**WHAT TO DO:** Can you edit the entries from the line with "Reviewer note: check that every instance of the slope" up to and including the last line, replacing "mountain range" with "mountain ridge" and leaving everything else unchanged?

**PROVIDED RECORDS:**
▼▼▼

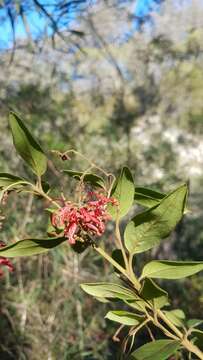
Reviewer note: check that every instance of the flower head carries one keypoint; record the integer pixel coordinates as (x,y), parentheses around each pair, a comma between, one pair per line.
(88,219)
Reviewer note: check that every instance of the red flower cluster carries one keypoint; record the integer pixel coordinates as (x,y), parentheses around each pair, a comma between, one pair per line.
(5,261)
(89,218)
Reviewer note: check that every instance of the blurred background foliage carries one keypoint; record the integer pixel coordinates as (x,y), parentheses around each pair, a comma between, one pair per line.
(121,89)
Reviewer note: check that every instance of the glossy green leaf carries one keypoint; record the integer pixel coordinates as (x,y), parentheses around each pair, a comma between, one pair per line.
(164,269)
(118,257)
(28,247)
(27,146)
(147,229)
(123,190)
(124,317)
(152,293)
(198,338)
(192,323)
(93,179)
(147,197)
(136,304)
(176,316)
(10,180)
(156,350)
(108,290)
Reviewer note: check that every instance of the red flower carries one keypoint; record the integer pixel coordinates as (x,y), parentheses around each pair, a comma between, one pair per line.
(89,218)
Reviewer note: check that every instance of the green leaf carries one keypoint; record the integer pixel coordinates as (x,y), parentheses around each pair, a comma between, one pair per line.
(108,290)
(156,350)
(165,269)
(123,190)
(28,247)
(137,304)
(147,229)
(118,257)
(124,317)
(154,294)
(198,339)
(176,316)
(147,197)
(192,323)
(27,146)
(10,180)
(93,179)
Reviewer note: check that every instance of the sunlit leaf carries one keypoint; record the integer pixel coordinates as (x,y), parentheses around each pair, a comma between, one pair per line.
(124,317)
(164,269)
(176,316)
(27,147)
(10,180)
(147,229)
(147,197)
(108,290)
(28,247)
(192,323)
(156,350)
(152,293)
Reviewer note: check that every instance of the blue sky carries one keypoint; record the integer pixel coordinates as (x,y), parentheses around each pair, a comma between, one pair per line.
(38,24)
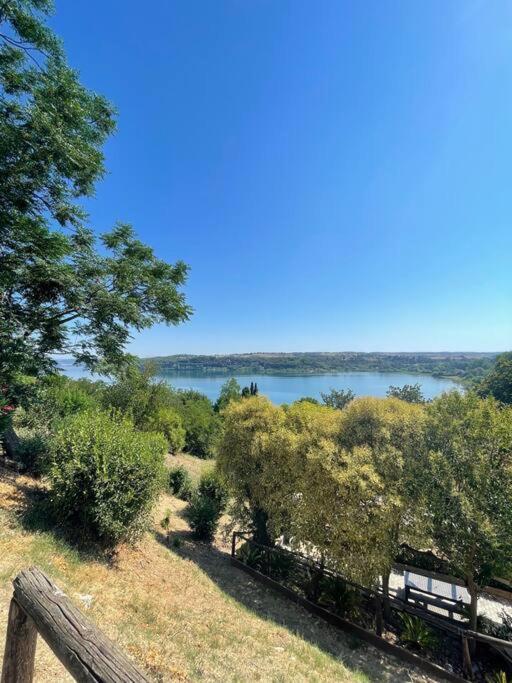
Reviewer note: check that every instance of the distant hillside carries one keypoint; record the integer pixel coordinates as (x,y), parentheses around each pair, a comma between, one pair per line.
(463,366)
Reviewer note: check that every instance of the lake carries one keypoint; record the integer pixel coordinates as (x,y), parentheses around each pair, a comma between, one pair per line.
(286,389)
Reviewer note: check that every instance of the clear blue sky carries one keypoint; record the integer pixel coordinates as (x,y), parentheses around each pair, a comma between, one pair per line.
(337,174)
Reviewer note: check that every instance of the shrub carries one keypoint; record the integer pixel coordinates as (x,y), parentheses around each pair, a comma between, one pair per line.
(200,421)
(169,423)
(346,600)
(180,482)
(212,486)
(203,515)
(416,632)
(105,475)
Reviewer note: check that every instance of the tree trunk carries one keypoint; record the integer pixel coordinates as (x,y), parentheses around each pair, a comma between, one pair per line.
(260,522)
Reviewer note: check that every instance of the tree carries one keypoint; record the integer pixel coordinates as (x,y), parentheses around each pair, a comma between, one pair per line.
(59,292)
(138,395)
(469,487)
(230,391)
(393,432)
(338,398)
(498,382)
(411,393)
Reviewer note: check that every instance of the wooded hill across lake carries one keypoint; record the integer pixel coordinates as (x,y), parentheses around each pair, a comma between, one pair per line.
(464,366)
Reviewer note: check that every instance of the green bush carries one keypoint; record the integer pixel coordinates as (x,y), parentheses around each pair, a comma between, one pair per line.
(416,632)
(212,486)
(105,475)
(169,423)
(200,421)
(203,515)
(180,483)
(138,395)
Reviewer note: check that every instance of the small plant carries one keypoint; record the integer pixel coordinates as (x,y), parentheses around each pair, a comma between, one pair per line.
(212,486)
(203,515)
(415,632)
(180,483)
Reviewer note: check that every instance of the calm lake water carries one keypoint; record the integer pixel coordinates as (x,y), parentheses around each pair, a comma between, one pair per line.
(288,389)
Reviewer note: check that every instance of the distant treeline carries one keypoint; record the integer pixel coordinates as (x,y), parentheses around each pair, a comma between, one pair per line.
(467,367)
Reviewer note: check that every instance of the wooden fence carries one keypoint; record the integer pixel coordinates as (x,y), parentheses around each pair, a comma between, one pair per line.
(38,606)
(454,629)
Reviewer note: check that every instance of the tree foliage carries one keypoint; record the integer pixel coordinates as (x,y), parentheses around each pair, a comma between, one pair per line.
(498,382)
(408,392)
(61,290)
(469,486)
(338,398)
(230,391)
(105,475)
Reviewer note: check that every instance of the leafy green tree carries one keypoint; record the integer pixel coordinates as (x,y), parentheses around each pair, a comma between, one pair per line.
(138,395)
(338,398)
(468,485)
(255,451)
(105,475)
(411,393)
(230,391)
(61,291)
(498,382)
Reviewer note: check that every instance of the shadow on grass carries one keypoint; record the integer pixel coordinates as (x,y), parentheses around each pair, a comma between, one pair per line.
(270,605)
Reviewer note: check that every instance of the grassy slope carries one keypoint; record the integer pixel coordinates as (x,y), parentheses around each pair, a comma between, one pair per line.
(183,614)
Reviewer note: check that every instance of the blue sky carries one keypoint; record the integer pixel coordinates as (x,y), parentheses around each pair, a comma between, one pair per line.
(337,174)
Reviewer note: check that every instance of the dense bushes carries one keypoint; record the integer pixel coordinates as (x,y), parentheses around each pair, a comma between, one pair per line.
(207,505)
(355,484)
(105,475)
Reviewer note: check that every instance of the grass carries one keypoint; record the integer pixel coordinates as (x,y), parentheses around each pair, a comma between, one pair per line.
(182,613)
(195,466)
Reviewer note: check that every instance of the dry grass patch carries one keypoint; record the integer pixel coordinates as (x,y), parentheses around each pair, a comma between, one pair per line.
(182,613)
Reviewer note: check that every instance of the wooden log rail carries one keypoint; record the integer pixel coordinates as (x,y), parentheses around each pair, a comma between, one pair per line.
(38,606)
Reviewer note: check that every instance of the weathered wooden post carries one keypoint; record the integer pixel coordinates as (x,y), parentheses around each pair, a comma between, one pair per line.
(38,606)
(20,647)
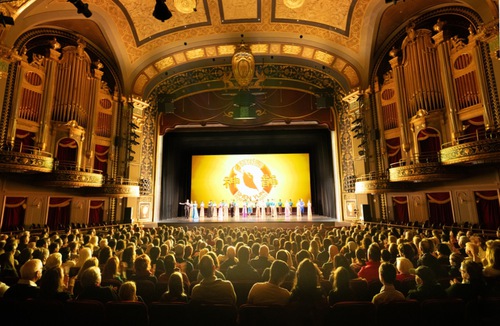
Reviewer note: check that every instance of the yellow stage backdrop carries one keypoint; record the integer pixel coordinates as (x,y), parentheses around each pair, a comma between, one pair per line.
(250,178)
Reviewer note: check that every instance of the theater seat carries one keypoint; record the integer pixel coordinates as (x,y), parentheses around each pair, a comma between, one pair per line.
(397,313)
(352,313)
(127,313)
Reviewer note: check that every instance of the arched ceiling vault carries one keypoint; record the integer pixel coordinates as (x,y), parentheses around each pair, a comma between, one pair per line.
(311,41)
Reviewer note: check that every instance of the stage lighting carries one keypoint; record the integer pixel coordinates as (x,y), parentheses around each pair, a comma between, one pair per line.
(82,8)
(161,11)
(6,20)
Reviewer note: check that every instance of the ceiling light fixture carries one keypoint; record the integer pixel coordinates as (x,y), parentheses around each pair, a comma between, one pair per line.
(82,8)
(161,11)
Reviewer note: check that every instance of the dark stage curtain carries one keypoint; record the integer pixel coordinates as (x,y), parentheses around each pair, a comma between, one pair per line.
(13,215)
(488,209)
(440,211)
(179,146)
(401,214)
(59,213)
(96,213)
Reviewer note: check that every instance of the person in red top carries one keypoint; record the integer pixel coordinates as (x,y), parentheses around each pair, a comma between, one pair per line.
(370,270)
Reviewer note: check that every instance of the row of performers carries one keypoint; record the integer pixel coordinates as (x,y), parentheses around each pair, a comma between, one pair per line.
(232,209)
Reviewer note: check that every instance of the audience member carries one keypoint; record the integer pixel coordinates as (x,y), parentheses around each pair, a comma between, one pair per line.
(341,290)
(90,281)
(242,271)
(427,285)
(212,289)
(388,293)
(176,291)
(270,292)
(26,287)
(370,271)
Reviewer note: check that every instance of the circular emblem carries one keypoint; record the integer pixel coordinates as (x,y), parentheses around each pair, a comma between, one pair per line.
(250,180)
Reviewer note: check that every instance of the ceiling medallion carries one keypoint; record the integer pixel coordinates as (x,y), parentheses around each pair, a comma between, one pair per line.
(243,64)
(294,4)
(185,6)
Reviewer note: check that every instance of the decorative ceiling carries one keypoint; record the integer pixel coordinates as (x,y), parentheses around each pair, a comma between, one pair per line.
(332,40)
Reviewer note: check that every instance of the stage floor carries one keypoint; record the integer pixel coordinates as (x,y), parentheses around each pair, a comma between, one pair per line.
(250,221)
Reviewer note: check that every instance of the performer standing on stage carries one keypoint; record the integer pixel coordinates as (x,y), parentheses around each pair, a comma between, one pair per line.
(187,207)
(299,209)
(194,213)
(209,210)
(202,209)
(288,209)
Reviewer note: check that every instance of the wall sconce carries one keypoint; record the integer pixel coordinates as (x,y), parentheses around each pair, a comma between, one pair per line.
(462,197)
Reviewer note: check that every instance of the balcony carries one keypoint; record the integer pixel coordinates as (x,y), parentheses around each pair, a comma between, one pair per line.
(425,167)
(117,188)
(377,183)
(69,175)
(25,159)
(483,147)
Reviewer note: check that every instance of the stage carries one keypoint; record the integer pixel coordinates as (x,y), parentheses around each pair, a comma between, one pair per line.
(251,221)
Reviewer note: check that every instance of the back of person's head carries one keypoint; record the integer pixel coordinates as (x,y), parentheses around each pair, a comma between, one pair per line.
(128,291)
(374,252)
(206,266)
(341,278)
(264,251)
(302,255)
(387,273)
(307,276)
(53,261)
(142,263)
(244,254)
(279,271)
(403,265)
(91,277)
(176,284)
(31,270)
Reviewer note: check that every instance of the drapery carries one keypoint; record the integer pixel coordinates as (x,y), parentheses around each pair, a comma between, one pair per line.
(13,214)
(59,213)
(401,209)
(440,211)
(96,213)
(101,158)
(67,151)
(488,208)
(393,150)
(429,143)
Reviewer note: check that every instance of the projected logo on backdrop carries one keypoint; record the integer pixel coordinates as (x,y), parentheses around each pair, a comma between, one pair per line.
(250,180)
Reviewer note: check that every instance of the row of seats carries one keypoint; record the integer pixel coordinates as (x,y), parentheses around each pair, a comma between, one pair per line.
(353,313)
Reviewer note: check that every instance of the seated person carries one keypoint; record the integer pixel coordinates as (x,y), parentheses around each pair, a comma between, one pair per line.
(92,289)
(388,293)
(26,287)
(427,285)
(341,290)
(270,292)
(211,289)
(176,291)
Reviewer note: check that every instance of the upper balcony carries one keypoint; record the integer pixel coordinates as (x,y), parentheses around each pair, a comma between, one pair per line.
(117,188)
(425,167)
(19,158)
(377,183)
(482,147)
(69,175)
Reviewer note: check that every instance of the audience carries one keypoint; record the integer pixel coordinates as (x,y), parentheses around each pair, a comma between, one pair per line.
(212,289)
(388,293)
(26,287)
(270,292)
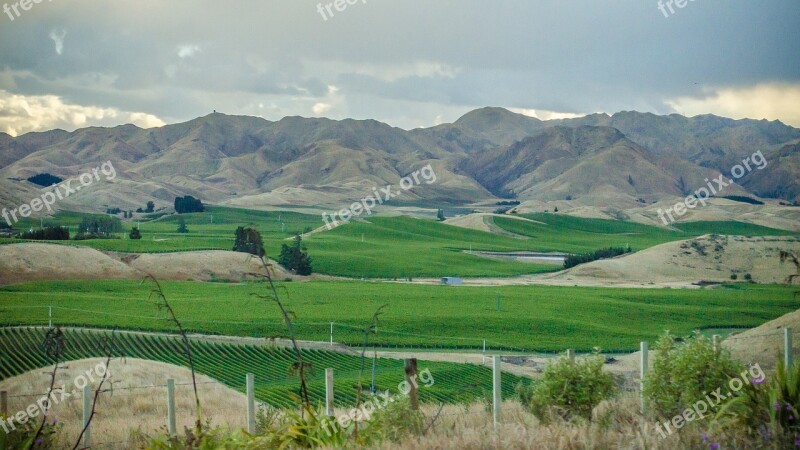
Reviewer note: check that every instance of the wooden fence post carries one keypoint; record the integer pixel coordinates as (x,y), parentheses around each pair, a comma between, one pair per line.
(497,398)
(87,415)
(4,403)
(171,422)
(643,370)
(411,379)
(787,349)
(250,381)
(329,392)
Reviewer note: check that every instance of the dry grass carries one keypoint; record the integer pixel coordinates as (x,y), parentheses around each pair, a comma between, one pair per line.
(126,410)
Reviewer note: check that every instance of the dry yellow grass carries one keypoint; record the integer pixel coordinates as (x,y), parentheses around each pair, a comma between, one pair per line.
(126,410)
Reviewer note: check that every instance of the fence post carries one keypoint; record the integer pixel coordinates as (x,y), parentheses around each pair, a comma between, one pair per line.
(250,381)
(497,398)
(171,423)
(411,379)
(329,392)
(787,349)
(643,370)
(4,403)
(87,415)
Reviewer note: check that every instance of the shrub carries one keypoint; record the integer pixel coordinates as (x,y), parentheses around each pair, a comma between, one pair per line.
(605,253)
(45,179)
(22,436)
(571,389)
(295,257)
(248,240)
(684,372)
(769,409)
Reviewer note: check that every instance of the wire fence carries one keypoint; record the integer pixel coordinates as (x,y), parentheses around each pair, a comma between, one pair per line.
(334,333)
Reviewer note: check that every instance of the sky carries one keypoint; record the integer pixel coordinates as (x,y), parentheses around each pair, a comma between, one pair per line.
(410,63)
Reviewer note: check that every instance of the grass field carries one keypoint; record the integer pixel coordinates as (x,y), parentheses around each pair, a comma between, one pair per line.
(559,232)
(531,318)
(228,363)
(402,247)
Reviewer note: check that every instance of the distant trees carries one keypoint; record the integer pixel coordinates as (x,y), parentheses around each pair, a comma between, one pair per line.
(605,253)
(47,234)
(45,179)
(248,240)
(295,257)
(188,204)
(100,225)
(182,226)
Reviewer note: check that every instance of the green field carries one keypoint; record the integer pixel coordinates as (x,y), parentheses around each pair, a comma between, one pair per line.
(402,247)
(229,363)
(558,232)
(531,318)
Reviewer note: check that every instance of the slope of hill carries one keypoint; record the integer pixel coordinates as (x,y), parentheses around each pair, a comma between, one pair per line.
(636,157)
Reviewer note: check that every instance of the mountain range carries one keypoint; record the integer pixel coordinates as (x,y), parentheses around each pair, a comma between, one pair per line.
(626,159)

▲▲▲

**ANSWER TO THIS PROBLEM:**
Reviewer note: check that every instance of the slope of hill carries one keypoint; record the integer pixel coordinates as (x,y), parentheses around each pair, a comma between, one pair per line.
(636,157)
Reviewer note: check that every instance of the mountain ridge carries one keypoint; record the integer pixel coordinates as (x,y), parentheses around each pair, a comma between, one pair per line.
(626,159)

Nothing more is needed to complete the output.